Consignes:
A - D'après l'extrait, quels pays la Suisse cite-t-elle pour ses dialogues bilatéraux sur les droits de l'homme ?
B - Résumez l'extrait en deux phrases.

Extrait:
※
Le rapport esquisse ensuite la pertinence politique de chaque thème avant de donner pour chacun des exemples de l'engagement suisse. Reste que le rapport manque d’exemples concrets. Une affirmation telle que «Les efforts déployés actuellement visent non seulement à consolider les droits des femmes et des filles, mais aussi à s’opposer à l’action de ceux qui, parmi les groupes conservateurs et religieux, justifient et promeuvent de telles discriminations» (p. 183) manque évidemment de crédibilité lorsqu’elle est, comme ici, totalement dénuée d’indications concrétes.    

Le dialogue n’est pas un prétexte

Concrètement, il est bien beau que la Suisse mène différents forums et dialogues sur les droits humains sur le plan international, mais cela ne doit pas faire oublier que le dialogue est un moyen et pas une fin. En matière d’économie et droits humains notamment, ce fait semble effectivement avoir été négligé, alors même que c’est là que réside un besoin particulièrement pressant de fixer des objectifs contraignants. 

L'instrument de politique extérieure que représente le dialogue sur les droits humains présente lui aussi des objectifs pour le moins nébuleux. Que dire lorsque l'on lit que la Suisse ne s’engage «dans le cadre d’un dialogue bilatéral sur les droits de l’homme qu’avec les pays dont le gouvernement a manifesté une disponibilité claire à mener un dialogue sérieux, critique et constructif en la matière» et que les pays cités ne sont autres que la Chine, le Nigéria, la Russie, le Sénégal, le Tadjikistan ou encore le Vietnam? Les deux informations ne font certainement pas bon ménage.
※
Données extraites:
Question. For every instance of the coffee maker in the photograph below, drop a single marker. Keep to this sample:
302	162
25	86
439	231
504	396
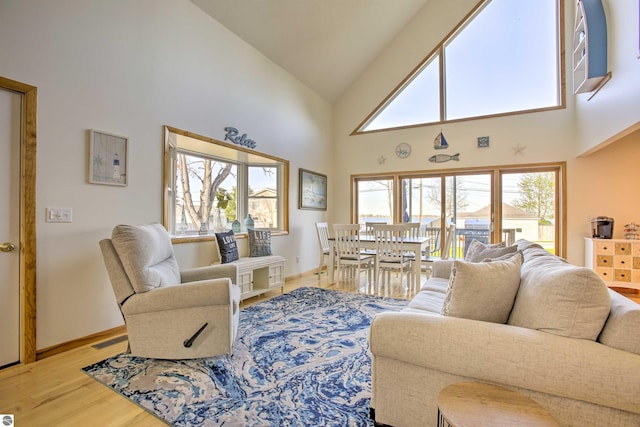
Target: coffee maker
602	227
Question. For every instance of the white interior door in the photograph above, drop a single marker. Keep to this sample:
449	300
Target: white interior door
10	111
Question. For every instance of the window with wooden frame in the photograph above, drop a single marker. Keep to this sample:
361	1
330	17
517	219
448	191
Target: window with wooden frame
503	58
494	204
204	177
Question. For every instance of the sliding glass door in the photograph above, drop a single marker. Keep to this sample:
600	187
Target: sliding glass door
498	204
529	207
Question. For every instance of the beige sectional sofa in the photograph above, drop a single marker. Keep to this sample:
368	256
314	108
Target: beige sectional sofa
567	342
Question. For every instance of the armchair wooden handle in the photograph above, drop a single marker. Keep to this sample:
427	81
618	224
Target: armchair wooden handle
189	342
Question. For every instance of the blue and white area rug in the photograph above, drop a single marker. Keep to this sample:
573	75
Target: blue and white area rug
300	359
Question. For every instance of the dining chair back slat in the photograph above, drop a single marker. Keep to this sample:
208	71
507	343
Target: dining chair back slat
348	253
322	229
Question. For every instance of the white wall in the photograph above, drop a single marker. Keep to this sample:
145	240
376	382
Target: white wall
617	105
130	67
546	136
552	136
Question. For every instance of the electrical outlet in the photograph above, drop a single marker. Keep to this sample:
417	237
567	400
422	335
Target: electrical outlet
58	214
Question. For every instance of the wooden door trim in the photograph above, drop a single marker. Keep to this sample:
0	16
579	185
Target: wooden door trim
27	217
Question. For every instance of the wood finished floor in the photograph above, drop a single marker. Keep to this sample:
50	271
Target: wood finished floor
55	392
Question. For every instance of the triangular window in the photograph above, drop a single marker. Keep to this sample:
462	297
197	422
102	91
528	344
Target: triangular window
504	58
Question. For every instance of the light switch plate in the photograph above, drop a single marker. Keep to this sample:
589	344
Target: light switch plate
58	214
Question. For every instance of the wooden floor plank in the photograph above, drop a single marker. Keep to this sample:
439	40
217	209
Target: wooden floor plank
55	392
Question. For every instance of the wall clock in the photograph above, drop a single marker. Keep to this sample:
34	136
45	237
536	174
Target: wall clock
403	150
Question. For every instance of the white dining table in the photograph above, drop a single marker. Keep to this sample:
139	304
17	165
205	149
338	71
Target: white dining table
417	245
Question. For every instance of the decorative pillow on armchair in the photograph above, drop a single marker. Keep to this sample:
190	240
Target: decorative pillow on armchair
483	290
147	255
228	247
479	251
259	242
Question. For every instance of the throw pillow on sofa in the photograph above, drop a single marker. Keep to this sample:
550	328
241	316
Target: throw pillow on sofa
560	298
483	291
479	251
623	324
228	247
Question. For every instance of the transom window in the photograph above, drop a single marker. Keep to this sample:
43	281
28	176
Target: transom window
206	179
504	58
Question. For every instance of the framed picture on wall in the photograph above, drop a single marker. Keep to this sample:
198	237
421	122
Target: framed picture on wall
312	190
108	158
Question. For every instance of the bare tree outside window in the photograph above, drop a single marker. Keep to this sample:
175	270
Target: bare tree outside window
200	180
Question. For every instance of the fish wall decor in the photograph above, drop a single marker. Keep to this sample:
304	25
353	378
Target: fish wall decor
440	142
441	158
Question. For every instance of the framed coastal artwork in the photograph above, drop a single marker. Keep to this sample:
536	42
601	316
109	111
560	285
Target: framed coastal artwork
108	158
313	190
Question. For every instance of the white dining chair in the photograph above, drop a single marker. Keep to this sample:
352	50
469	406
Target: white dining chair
348	254
390	252
427	260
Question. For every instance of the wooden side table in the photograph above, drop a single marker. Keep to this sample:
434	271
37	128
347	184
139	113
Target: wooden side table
475	404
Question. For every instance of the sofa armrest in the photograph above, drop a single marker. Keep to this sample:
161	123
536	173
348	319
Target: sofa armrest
209	272
442	268
510	355
189	295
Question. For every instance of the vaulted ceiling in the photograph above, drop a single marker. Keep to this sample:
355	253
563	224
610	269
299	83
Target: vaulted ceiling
326	44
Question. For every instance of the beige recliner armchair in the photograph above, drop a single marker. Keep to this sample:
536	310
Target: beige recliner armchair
170	314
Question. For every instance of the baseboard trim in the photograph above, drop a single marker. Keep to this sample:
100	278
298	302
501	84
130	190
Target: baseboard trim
89	339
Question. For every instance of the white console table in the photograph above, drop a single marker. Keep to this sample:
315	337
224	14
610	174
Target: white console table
257	275
617	261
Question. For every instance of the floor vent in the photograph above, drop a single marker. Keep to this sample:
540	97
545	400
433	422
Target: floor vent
110	342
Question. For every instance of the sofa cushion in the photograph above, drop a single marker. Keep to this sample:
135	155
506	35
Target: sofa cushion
228	247
147	255
478	251
483	291
428	301
259	242
559	298
622	328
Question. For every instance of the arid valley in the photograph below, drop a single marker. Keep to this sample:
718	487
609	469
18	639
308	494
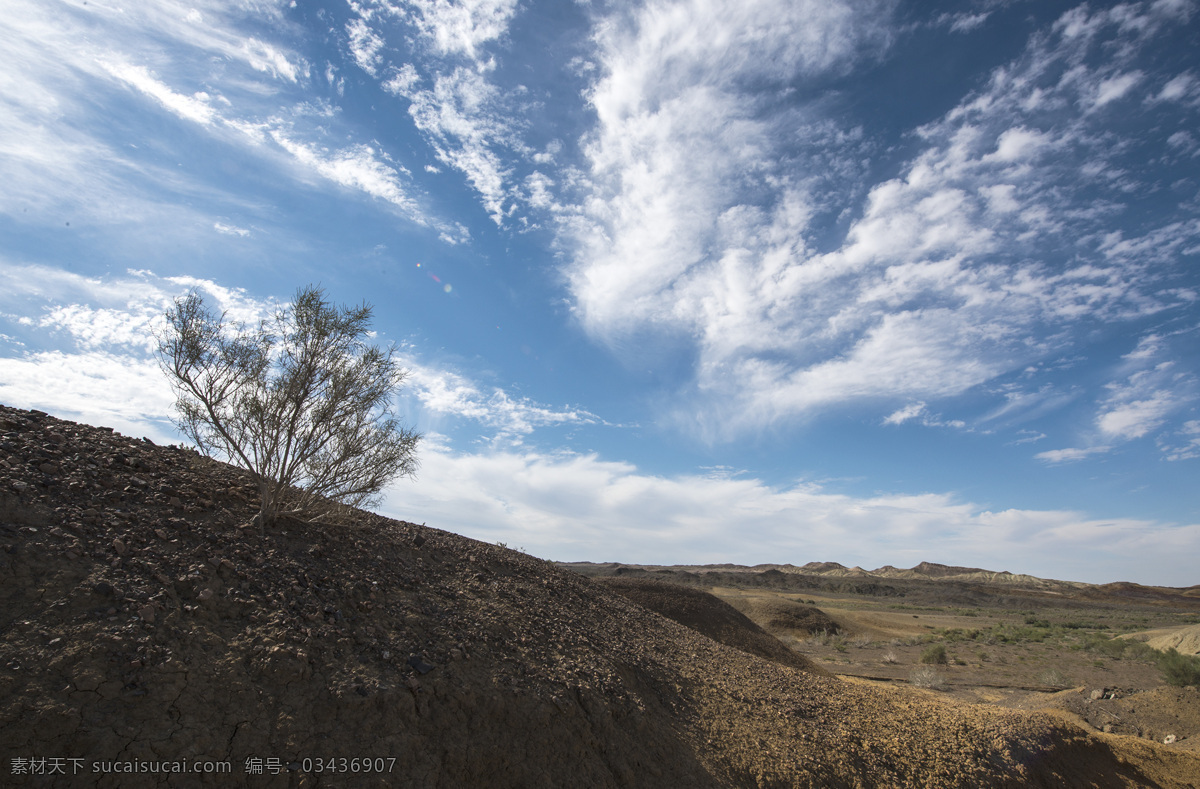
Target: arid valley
149	630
※
Réponses attendues:
A - La Chine, le Nigéria, la Russie, le Sénégal, le Tadjikistan et le Vietnam.

B - Selon l'extrait, le rapport manque d'exemples concrets, ce qui ôte toute crédibilité à ses affirmations sur la défense des droits des femmes et des filles. Le dialogue sur les droits humains n'est qu'un moyen et non une fin, et ses objectifs restent nébuleux : la Suisse dit ne dialoguer qu'avec des gouvernements disposés à un échange sérieux, critique et constructif, tout en citant la Chine, la Russie ou le Vietnam.